▶ Text shown:
____
I did not explain, as is traditional, all the many joys that my then-fiance, now-wife had brought into my life. I instead spoke of the moments between. My theme was that the big momentous "kodak" happy moments in life are not the "real" moments in life. Instead, the parts that really matter are the moments in between.
Tonight I learned that my LJ friend burninggirl just lost her significant other, who passed away of a heart attack on a day just after Christmas in his very early 20s.
Words cannot describe how this news in a weblog from thousands of miles away in Australia pounds into me like some emotional hammer. But words are my only medium, so I write this post. If I were given to a greater degree of self-pity than I am, I would lament that I can focus on my own reaction at all in the face of such loss. But I feel impelled to write nonetheless.
The passage of the last few years seems to me to bring the transitory nature of life to me so much more than I can ever recall before these times. In July, one of the fellows who is the closest I came to having a mentor in the law passed away after a long battle with personal demons. In January, I waited outside an operating room while my mother had surgery in light of advanced cancer. Indeed, this time last year I waited to find out the prognosis as to another relative's milder cancer.
I know it is in part a function of age, but I seem to sense the passing of time and life so much more strongly than I
did as a younger man. There's a funereal hush, sometimes, of anticipation of loss. In much the way, I knew when I turned on my car radio on the morning of September 11, 2001, I knew instantly from the hushed tones of the announcers that something had gone frigteningly awry, before I even heard the facts of the tragedy. I see the time slip by, and begin to expect the unexpected. Because, you see, what I do not expect is what actually happens--growth and maturation and transition and loss.
I think sometimes that I overlook the precious nature of the little moments in which life is truly lived. I read over burninggirl's journal, and I see so much life and hope. Now she must deal with loss, and rediscover hope again only after grief has intervened. In no way can I know the bounds of her loss, and I do not wish to try to "acquire" her loss into my weblog. I just wish the very best for her in this difficult time.
____
(Dataset items)
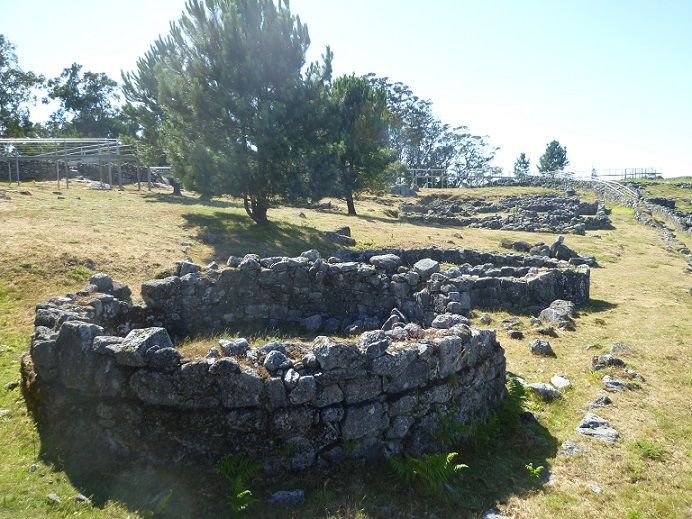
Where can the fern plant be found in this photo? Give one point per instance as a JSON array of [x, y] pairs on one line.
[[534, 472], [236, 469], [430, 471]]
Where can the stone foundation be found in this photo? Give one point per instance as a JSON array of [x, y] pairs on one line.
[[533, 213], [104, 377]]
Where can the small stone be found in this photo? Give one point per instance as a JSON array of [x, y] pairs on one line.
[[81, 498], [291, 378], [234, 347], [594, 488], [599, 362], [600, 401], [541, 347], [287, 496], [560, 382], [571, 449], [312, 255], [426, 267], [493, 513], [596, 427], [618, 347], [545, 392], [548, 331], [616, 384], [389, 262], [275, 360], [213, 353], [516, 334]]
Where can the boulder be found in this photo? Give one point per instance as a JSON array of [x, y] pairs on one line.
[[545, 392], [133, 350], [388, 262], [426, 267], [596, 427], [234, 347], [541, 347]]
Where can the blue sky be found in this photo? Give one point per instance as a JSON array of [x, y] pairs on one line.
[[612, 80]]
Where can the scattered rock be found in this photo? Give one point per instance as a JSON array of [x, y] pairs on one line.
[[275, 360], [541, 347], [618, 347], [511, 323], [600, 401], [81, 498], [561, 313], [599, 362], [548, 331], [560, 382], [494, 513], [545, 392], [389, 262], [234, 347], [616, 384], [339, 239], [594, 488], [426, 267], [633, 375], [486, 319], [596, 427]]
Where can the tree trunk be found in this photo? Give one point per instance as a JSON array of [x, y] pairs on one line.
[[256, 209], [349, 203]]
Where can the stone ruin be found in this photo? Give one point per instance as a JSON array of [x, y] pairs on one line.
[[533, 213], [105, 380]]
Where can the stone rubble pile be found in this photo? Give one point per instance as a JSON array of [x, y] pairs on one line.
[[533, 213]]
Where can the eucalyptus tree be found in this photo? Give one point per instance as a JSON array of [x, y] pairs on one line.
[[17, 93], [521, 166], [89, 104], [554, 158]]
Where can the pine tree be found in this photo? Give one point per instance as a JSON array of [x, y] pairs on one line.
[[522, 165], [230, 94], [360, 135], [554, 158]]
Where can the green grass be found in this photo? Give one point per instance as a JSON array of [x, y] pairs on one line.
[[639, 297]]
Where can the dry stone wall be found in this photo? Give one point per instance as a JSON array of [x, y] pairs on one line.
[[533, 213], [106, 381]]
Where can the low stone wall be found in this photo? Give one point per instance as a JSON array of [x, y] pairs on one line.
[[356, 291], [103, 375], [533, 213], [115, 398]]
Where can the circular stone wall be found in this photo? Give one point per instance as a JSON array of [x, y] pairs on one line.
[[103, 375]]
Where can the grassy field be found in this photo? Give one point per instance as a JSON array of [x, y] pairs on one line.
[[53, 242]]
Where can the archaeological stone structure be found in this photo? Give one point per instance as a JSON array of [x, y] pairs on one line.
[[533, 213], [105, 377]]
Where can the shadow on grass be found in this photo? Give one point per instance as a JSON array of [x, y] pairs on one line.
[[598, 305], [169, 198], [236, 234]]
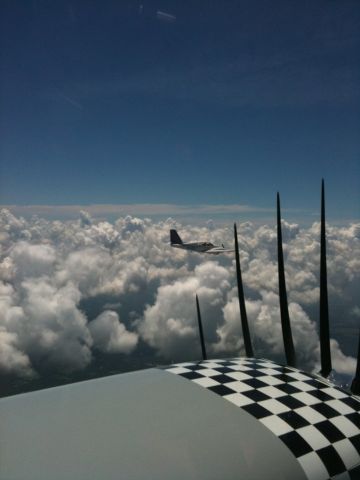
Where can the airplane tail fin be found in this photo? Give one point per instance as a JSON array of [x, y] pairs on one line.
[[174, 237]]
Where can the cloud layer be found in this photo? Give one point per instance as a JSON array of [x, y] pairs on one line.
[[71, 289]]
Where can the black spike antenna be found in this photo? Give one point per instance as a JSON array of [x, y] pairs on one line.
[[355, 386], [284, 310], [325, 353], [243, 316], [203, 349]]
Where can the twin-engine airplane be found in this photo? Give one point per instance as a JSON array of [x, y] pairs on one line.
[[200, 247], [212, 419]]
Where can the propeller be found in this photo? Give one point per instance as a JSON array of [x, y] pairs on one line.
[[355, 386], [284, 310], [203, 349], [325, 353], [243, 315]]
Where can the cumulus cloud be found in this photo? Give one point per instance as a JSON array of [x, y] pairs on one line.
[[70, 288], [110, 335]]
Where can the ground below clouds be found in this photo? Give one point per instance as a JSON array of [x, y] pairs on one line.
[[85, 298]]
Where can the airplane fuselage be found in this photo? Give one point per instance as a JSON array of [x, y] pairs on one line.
____
▶ What this exercise asks:
1) Answer these questions about the weblog post about loss, one answer per line:
(a) In what country is the weblog where the writer read the news about burninggirl?
(b) After what did the writer's near-mentor in the law pass away in July?
(c) On the morning of September 11, 2001, what told the writer something had gone wrong before hearing the facts?
2) Extend the weblog post about loss with a few more paragraphs that begin after its last sentence, keeping the writer's voice.
These records have no connection to the weblog post about loss.

▶ Responses:
1)
(a) Australia.
(b) A long battle with personal demons.
(c) The hushed tones of the announcers on the car radio.

2)
Is there any incantation or chant for such times? I do not believe so. I believe in the rituals and the proprieties and the existence of Spirit and spirit. But these times go beyond belief, beyond ritual, and beyond the easy formulae. I do not see any way to say or do some "clever" thing and make this real and palpable loss less somehow. All one can do is say "I am here. I feel this pain. I am sorry for your far greater pain". It is not "enough". It is all I have and can do. I become weary sometimes of the glib catch phrases such as "grief counselors" and "coping with loss". The actual loss--the moment in which one is bereft--that is an individual experience, something one must go through and pass over to the other side, the post-loss side, where life awaits. One can find comfort in the love of family and friends, but ultimately, one must experience the grief.
The experience is so individual. Twenty five thousand people die in an Iranian earthquake, and I am saddened, but unscarred. One young man dies in another hemisphere whom I never met, and I feel his loss so keenly, though I never knew him. He was a character in a weblog I read. But I learn, as time goes on, that these weblogs have real people who write them. Sometimes these people go through hurt and pain. It would be so much easier if it were all a novel.
It would be so easy to say something trite about appreciating the moments one has with one's loved ones. I'm bored of the pat phrases, though. None of this living is easy, and this is the hardest part. All the "treasure what you have" stuff is just so much fodder for times without loss. When loss occurs, the only thing to do is to recognize that an abrupt and sad moment has arisen, and think about (and in my case, pray about) the deep loss involved.
I believe that life goes on. People play their parts, do their tasks, and savor their moments. But tonight I feel sympathy for my friend burninggirl, and I wish that these moments in her life had not needed to be so difficult just now. But as with any weblog writer/reader, all I can really wish is my best thoughts, and my deepest sympathy. Those are the moments I experience--moments so important, moments in between my own life's passings and transitions, but moments no less real. I am so deeply sorry for her loss.